#### TRECHO
----------
No noticiário internacional de nossos dias fala-se muito do bloco latino-americano como um todo, vincando-se a idéia de que este constitui uma imensa família de nações, no sentido católico da palavra. Um bloco, diga-se, e o esperamos ardentemente, que ainda há de ser esculpido pela Providência para se tornar uma das obras-primas da História.
Ora, essa unidade da América Latina se viu corroborada justamente pelo fato de ter uma Padroeira sob a invocação de Nossa Senhora de Guadalupe, e a coesão desse todo é tão real que, nos domínios de Maria Santíssima, constitui um feudo à parte, sobre o qual Ela deposita particulares desígnios.
Missão de levar ao píncaro a cultura católica
Importa reconhecer que a América Latina representa a herança legada pela Europa católica a este século e aos vindouros. O espírito latino, riquíssimo entre as variantes existentes no gênero humano, possui singular aptidão para as coisas mais elevadas — e, portanto, para as verdades da Fé, para o sobrenatural — que o torna um dos elementos mais preciosos da Igreja Católica.
A latinidade conservou relativamente imunes os valores mais nobres da tradição que a formou. Os povos latinos se modernizaram menos que os americanos do norte e os europeus, e nisto consiste, sob algum aspecto, nosso glorioso “subdesenvolvimento”: ou seja, a distância que ainda nos separa das coisas ruins advindas com a modernidade.
Percebe-se, pelo acima considerado, que a Íbero-América tem a missão de levantar e colocar num píncaro o facho da cultura latina católica, inteiramente a serviço da Fé, para brilhar no mundo. Fora disso, ela não tem sentido.
Essa cultura católica está derribada, prostrada, mas revive em nosso continente com todo o viço da juventude e com possibilidades de futuro, conservando e avultando os legados recebidos das expressões culturais incomparáveis da cristandade européia. Somos o renascimento e o reflorescimento desses valores nas zonas protegidas por Nossa Senhora de Guadalupe.
----------
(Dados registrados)
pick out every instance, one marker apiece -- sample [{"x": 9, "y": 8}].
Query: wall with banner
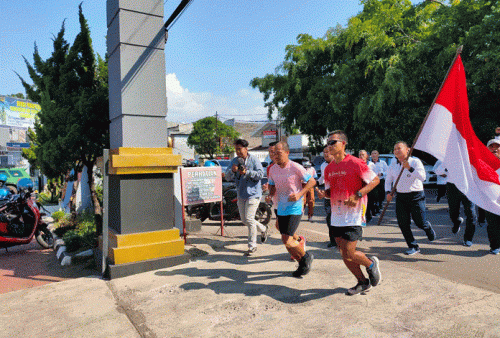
[{"x": 17, "y": 113}]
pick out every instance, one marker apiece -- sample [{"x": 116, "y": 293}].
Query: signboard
[
  {"x": 201, "y": 185},
  {"x": 270, "y": 134},
  {"x": 18, "y": 113},
  {"x": 18, "y": 144}
]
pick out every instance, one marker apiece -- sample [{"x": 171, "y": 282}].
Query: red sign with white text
[{"x": 201, "y": 185}]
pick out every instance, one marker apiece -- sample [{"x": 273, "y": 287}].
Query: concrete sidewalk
[{"x": 221, "y": 293}]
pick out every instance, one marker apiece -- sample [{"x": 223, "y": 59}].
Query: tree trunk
[{"x": 95, "y": 199}]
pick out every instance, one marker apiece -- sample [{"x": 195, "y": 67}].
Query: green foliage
[
  {"x": 377, "y": 77},
  {"x": 72, "y": 240},
  {"x": 206, "y": 134},
  {"x": 71, "y": 87},
  {"x": 80, "y": 233},
  {"x": 46, "y": 198}
]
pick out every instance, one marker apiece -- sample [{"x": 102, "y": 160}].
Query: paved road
[{"x": 445, "y": 257}]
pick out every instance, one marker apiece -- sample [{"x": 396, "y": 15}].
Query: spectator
[
  {"x": 321, "y": 194},
  {"x": 289, "y": 181},
  {"x": 309, "y": 197},
  {"x": 442, "y": 179},
  {"x": 370, "y": 208},
  {"x": 246, "y": 170},
  {"x": 410, "y": 196},
  {"x": 380, "y": 168},
  {"x": 493, "y": 219}
]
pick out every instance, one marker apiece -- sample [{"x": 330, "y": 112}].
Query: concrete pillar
[{"x": 141, "y": 184}]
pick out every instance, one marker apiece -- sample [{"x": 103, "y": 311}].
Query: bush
[
  {"x": 79, "y": 232},
  {"x": 46, "y": 198},
  {"x": 72, "y": 240},
  {"x": 58, "y": 215}
]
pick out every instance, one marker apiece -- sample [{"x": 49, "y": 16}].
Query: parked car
[{"x": 13, "y": 176}]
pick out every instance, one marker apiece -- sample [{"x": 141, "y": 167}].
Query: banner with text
[
  {"x": 201, "y": 185},
  {"x": 18, "y": 113}
]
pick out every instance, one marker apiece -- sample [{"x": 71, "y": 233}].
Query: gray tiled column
[
  {"x": 137, "y": 93},
  {"x": 138, "y": 106}
]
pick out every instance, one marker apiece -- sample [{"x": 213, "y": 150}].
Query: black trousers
[
  {"x": 411, "y": 205},
  {"x": 455, "y": 197},
  {"x": 441, "y": 191},
  {"x": 493, "y": 229}
]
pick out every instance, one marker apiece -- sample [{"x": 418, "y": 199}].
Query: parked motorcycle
[
  {"x": 20, "y": 218},
  {"x": 230, "y": 206}
]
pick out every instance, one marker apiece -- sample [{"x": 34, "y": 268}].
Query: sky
[{"x": 213, "y": 50}]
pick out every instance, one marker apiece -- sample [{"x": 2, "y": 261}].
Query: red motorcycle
[{"x": 21, "y": 220}]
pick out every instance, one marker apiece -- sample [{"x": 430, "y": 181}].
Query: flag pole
[{"x": 459, "y": 51}]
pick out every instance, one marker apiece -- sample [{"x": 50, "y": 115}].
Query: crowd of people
[{"x": 354, "y": 190}]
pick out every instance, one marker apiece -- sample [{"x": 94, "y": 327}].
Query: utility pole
[{"x": 217, "y": 130}]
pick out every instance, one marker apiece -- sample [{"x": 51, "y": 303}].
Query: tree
[
  {"x": 377, "y": 78},
  {"x": 71, "y": 87},
  {"x": 207, "y": 134}
]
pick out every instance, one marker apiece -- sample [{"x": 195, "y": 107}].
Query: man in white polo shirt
[{"x": 410, "y": 195}]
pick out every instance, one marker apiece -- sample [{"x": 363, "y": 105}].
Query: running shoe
[
  {"x": 412, "y": 251},
  {"x": 302, "y": 242},
  {"x": 431, "y": 234},
  {"x": 359, "y": 288},
  {"x": 374, "y": 273},
  {"x": 457, "y": 224},
  {"x": 263, "y": 235},
  {"x": 304, "y": 265},
  {"x": 251, "y": 251}
]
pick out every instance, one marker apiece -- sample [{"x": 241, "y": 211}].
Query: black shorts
[
  {"x": 349, "y": 233},
  {"x": 289, "y": 224}
]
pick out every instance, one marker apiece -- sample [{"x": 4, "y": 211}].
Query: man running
[
  {"x": 348, "y": 180},
  {"x": 289, "y": 181},
  {"x": 321, "y": 194}
]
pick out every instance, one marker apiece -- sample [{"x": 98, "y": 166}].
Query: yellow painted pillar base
[{"x": 135, "y": 252}]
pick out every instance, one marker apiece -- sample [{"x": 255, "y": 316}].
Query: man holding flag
[
  {"x": 447, "y": 134},
  {"x": 494, "y": 220}
]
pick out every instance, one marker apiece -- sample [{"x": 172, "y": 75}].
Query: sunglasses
[{"x": 332, "y": 142}]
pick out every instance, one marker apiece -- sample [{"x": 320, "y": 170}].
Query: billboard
[
  {"x": 18, "y": 113},
  {"x": 201, "y": 185}
]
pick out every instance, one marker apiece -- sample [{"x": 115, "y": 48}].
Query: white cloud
[{"x": 185, "y": 106}]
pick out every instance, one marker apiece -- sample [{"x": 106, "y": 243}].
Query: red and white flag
[{"x": 448, "y": 136}]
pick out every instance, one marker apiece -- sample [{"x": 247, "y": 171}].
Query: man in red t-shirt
[{"x": 348, "y": 180}]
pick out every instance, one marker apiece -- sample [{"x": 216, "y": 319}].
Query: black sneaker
[
  {"x": 250, "y": 252},
  {"x": 374, "y": 273},
  {"x": 456, "y": 226},
  {"x": 263, "y": 235},
  {"x": 359, "y": 288},
  {"x": 304, "y": 265},
  {"x": 431, "y": 234}
]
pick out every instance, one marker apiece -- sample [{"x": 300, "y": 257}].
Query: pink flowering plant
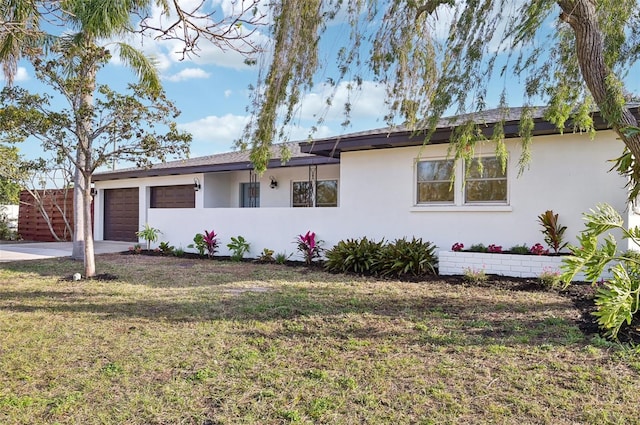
----------
#### LISTA DE TAREFAS
**a.** Responda com base no trecho:
(i) Sob qual invocação está a Padroeira da América Latina?
(ii) O que a América Latina representa, segundo o trecho?
(iii) Em que consiste, sob algum aspecto, o glorioso “subdesenvolvimento”?
**b.** Transforme em lista o parágrafo do trecho que começa com “Importa reconhecer”, mantendo as informações principais.
**c.** Traduza para o inglês esta frase do trecho: “A latinidade conservou relativamente imunes os valores mais nobres da tradição que a formou.”

#### RESPOSTAS DOS EXERCÍCIOS
**a.**
(i) Nossa Senhora de Guadalupe.
(ii) A herança legada pela Europa católica a este século e aos vindouros.
(iii) Na distância que ainda nos separa das coisas ruins advindas com a modernidade.

**b.**
- A América Latina é a herança deixada pela Europa católica a este século e aos seguintes.
- O espírito latino, riquíssimo entre as variantes do gênero humano, tem aptidão singular para as coisas mais elevadas, como as verdades da Fé e o sobrenatural.
- Por isso, é um dos elementos mais preciosos da Igreja Católica.

**c.** Latinity has kept the noblest values of the tradition that formed it relatively immune.